EXERCISE DESCRIPTION:
First find the line with "Example query: short sleeve of scrub" in the entries below, then set down exactly every line through the line with "Example query: nurse's neckline", that line included.

----- DATA SHOWN -----

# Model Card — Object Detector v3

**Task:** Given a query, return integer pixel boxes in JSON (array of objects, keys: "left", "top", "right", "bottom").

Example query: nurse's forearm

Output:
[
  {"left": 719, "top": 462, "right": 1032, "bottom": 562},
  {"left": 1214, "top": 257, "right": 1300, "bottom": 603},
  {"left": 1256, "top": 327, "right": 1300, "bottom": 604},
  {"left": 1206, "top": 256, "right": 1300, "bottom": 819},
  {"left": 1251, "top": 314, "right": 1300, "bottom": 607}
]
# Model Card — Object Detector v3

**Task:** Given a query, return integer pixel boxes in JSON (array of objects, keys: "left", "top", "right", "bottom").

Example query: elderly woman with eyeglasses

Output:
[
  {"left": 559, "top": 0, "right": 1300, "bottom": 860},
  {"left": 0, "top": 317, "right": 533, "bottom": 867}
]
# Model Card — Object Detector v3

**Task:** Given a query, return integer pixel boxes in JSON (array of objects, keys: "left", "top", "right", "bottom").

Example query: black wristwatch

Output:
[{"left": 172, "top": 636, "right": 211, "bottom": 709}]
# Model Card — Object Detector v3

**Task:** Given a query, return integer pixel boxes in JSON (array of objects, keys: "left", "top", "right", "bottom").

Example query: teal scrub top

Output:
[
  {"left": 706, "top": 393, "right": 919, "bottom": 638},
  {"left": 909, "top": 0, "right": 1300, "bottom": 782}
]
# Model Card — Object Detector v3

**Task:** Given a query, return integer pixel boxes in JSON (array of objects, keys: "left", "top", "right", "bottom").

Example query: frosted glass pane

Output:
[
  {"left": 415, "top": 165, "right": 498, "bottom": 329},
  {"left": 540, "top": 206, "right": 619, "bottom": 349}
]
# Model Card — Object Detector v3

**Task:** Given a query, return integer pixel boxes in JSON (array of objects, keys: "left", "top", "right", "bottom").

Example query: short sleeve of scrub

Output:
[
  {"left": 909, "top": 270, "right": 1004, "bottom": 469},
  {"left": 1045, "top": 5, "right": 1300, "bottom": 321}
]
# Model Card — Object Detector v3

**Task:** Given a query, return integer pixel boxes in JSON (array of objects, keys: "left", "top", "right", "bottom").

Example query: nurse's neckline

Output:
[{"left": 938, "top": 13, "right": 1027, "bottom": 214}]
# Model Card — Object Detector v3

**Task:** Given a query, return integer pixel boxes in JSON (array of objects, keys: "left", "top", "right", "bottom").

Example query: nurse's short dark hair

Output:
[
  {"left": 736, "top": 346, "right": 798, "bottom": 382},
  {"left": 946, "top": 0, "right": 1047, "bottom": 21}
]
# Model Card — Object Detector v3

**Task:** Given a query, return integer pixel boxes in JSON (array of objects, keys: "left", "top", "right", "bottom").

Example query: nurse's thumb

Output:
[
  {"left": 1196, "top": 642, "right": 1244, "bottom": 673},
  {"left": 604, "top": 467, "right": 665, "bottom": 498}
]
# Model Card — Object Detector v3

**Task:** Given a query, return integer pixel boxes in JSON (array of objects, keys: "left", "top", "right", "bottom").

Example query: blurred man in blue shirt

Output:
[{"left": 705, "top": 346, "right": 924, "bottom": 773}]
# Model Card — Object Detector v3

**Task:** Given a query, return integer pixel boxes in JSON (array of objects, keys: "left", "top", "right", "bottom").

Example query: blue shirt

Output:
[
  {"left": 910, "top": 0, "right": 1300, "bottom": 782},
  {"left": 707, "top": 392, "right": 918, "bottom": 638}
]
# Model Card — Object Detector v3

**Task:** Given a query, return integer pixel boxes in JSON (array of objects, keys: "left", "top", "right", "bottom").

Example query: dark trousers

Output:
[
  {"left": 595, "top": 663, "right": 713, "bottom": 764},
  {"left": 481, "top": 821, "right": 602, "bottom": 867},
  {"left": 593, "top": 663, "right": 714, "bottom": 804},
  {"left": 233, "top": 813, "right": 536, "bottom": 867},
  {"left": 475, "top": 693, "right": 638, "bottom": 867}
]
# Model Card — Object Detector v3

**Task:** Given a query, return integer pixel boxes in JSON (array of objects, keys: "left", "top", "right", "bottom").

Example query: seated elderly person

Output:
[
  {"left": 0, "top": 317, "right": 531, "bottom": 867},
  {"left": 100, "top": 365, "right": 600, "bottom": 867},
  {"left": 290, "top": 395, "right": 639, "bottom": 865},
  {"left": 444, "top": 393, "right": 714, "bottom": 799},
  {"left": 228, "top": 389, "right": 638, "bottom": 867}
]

-----

WRITTEN SOLUTION:
Example query: short sleeve of scrub

Output:
[
  {"left": 909, "top": 270, "right": 1004, "bottom": 469},
  {"left": 1045, "top": 5, "right": 1300, "bottom": 321}
]
# Model Card — Object Detector v3

**Task:** Given a query, return integer pixel boxes in JSON (array of objects, keys: "left", "top", "right", "bottom").

Example query: nurse's neckline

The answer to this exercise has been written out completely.